Point localization data
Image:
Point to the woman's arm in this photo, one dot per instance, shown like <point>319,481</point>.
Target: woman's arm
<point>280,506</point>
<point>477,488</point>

**Your assignment:** All of the entries above must be transcribed exactly.

**Expected answer:**
Image:
Point to the woman's arm in this photo, one dot per instance, shown like <point>319,481</point>.
Target: woman's arm
<point>280,506</point>
<point>477,488</point>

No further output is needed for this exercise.